**Excerpted data:**
───

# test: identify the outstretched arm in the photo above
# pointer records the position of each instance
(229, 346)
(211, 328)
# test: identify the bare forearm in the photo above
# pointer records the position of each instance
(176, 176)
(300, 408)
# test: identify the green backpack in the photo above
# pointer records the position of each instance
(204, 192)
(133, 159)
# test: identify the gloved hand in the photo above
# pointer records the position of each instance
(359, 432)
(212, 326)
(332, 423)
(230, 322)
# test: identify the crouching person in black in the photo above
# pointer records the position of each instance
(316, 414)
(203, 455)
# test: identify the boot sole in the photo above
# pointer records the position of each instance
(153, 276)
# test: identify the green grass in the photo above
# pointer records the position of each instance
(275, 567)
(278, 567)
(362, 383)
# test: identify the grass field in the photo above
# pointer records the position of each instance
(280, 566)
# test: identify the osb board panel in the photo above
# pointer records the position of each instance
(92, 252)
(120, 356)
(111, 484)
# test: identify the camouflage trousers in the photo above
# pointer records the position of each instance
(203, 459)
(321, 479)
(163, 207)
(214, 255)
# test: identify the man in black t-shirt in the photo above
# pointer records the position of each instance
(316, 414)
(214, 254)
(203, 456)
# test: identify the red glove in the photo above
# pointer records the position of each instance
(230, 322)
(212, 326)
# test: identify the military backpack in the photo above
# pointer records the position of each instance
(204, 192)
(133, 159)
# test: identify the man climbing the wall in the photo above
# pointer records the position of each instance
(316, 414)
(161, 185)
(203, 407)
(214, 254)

───

**Work to do:** Present every line of the listing above as a numbered list, leaving out any blank lines.

**Answer below:**
1. # test: identify the outstretched arm in the photo above
2. # pointer records the position of each instance
3. (229, 346)
4. (211, 328)
5. # test: identify the bare forearm in the photo above
6. # pointer records the position of each instance
7. (176, 176)
8. (300, 408)
9. # test: identify the green backpack in the photo above
10. # pointer records the position of each instance
11. (204, 192)
12. (133, 159)
13. # test: identify the gloved hand in the photo above
14. # pointer records the position of each instance
15. (359, 432)
16. (212, 326)
17. (332, 423)
18. (230, 322)
19. # test: identify the crouching person in black in the photo above
20. # pointer records the position of each instance
21. (316, 414)
22. (203, 455)
23. # test: identify the boot sole in the photo above
24. # pointer records the position of each instance
25. (153, 276)
26. # test: identify the green grass in the photo above
27. # pointer records the position of each instance
28. (275, 567)
29. (278, 567)
30. (362, 383)
31. # test: identify the grass field in the photo above
32. # pointer records the position of each instance
33. (280, 566)
34. # test: identify the osb board panel in the photo above
35. # pointer records the position of each instance
36. (92, 252)
37. (120, 356)
38. (111, 484)
39. # test: identify the camouflage trousers in the photo above
40. # pointer records the position of each instance
41. (203, 459)
42. (321, 479)
43. (163, 207)
44. (214, 255)
45. # test: identify the man in black t-shirt in the photo above
46. # pointer records the position of each instance
47. (316, 414)
48. (214, 254)
49. (203, 456)
50. # test: identify the red glove in the photo above
51. # pointer records the position of each instance
52. (230, 322)
53. (212, 326)
54. # test: identify the military backpack in the photo above
55. # pointer records the position of each instance
56. (204, 192)
57. (133, 159)
58. # test: identify the man climbing the wall in the photo above
59. # pointer records the position of each instance
60. (316, 414)
61. (161, 185)
62. (203, 407)
63. (214, 254)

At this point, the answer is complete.